*** SELECTED EXTRACT ***

INFOGRAPHIC CREATED BY PAUL EICHENHOLTZ AND CARLY WIPF/Golden Gate Xpress
Less than a week after coordinated suicide bombings in Sri Lanka claimed hundreds of lives on Easter Sunday, the Associated Press reported 15 more people—including six children—died on April 26 after militants connected to the original attacks used explosives and gunfire against Sri Lankan security forces.
When SF State associate English professor and Sri Lanka native Priyanvada Abeywickrama heard more than 250 people died in a series of Islamic State-claimed bombings in her hometown, she immediately contacted her family and friends.
“Everyone I contacted, they were fine,” Abeywickrama said. Yet she said she was sure in the coming days that she would be hearing from other colleagues who were affected by the attacks that targeted six hotels and churches.
According to Abeywickrama, the bombings were an eerie reminder of a darker time in Sri Lankan history, when the country was plagued by civil war for almost 30 years.
“The horror of what happened is the same no matter what period of time you are in,” Abeywickrama said. “But I think for a lot of us, [the attack on Easter] took us back—it sort of reactivated memories that we have all sort of put behind us.”
Before she worked at SF State, Abeywickrama was a professor at the University of Colombo in Sri Lanka. She said she heard bombings throughout her time there and vividly remembered an explosion that happened as she was walking down a university hallway.

*** End of SELECTED EXTRACT ***
*** DATA RECORDS ***

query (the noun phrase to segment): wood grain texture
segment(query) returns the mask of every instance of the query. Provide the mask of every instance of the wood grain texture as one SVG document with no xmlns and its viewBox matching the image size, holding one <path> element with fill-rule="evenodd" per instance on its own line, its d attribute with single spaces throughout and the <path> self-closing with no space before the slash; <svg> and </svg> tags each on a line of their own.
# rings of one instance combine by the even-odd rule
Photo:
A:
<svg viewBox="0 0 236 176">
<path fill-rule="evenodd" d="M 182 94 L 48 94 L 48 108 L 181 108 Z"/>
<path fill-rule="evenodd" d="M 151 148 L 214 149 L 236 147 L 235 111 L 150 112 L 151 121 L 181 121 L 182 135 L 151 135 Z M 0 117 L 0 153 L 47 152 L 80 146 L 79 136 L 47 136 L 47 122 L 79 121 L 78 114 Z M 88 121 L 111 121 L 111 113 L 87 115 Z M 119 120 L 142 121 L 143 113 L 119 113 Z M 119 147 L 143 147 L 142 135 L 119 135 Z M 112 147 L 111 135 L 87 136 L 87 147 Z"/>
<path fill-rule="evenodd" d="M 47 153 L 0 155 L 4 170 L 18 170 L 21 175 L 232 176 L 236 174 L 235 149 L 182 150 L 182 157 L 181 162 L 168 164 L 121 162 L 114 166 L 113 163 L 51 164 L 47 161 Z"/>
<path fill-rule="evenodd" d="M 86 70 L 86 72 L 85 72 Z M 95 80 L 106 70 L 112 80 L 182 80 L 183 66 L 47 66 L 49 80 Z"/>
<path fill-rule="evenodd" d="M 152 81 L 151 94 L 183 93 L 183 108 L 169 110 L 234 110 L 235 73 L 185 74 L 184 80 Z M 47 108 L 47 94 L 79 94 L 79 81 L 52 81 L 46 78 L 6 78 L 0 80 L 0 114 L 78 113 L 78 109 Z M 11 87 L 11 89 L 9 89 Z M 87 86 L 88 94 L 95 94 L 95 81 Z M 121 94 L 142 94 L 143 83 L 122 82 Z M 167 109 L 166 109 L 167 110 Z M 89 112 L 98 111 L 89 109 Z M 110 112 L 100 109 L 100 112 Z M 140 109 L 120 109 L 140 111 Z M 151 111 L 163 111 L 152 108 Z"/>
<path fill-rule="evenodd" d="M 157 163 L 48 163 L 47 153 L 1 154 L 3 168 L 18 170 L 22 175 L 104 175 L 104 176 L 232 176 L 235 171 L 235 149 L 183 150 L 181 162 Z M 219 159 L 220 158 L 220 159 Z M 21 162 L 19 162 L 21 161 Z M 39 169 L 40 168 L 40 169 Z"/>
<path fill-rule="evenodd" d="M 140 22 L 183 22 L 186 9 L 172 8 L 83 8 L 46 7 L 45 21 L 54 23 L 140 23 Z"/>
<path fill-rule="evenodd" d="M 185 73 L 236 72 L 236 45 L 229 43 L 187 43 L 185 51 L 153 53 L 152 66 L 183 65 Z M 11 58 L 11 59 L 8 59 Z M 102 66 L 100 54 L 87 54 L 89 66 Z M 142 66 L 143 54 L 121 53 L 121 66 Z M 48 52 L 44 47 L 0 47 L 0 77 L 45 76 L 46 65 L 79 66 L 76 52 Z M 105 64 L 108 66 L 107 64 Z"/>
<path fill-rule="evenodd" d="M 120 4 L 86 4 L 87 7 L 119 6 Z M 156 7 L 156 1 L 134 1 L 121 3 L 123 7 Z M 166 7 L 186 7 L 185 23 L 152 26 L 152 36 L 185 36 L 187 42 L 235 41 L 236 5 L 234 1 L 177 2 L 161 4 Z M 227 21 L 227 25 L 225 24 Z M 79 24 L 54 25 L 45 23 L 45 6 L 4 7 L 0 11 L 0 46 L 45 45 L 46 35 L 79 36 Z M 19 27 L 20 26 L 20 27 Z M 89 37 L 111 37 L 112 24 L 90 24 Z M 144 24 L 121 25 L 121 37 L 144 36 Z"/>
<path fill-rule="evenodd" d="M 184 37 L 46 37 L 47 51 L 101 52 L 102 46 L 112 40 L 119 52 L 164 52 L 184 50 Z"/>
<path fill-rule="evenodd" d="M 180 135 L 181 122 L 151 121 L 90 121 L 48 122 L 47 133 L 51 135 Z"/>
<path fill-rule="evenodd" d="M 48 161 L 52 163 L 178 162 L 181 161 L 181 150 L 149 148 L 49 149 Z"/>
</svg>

*** End of DATA RECORDS ***

__EXERCISE INSTRUCTIONS__: Transcribe the passage of the article on the Sri Lanka bombings between "INFOGRAPHIC CREATED BY" and "family and friends.", inclusive.

__ANSWER TO THIS EXERCISE__:
INFOGRAPHIC CREATED BY PAUL EICHENHOLTZ AND CARLY WIPF/Golden Gate Xpress
Less than a week after coordinated suicide bombings in Sri Lanka claimed hundreds of lives on Easter Sunday, the Associated Press reported 15 more people—including six children—died on April 26 after militants connected to the original attacks used explosives and gunfire against Sri Lankan security forces.
When SF State associate English professor and Sri Lanka native Priyanvada Abeywickrama heard more than 250 people died in a series of Islamic State-claimed bombings in her hometown, she immediately contacted her family and friends.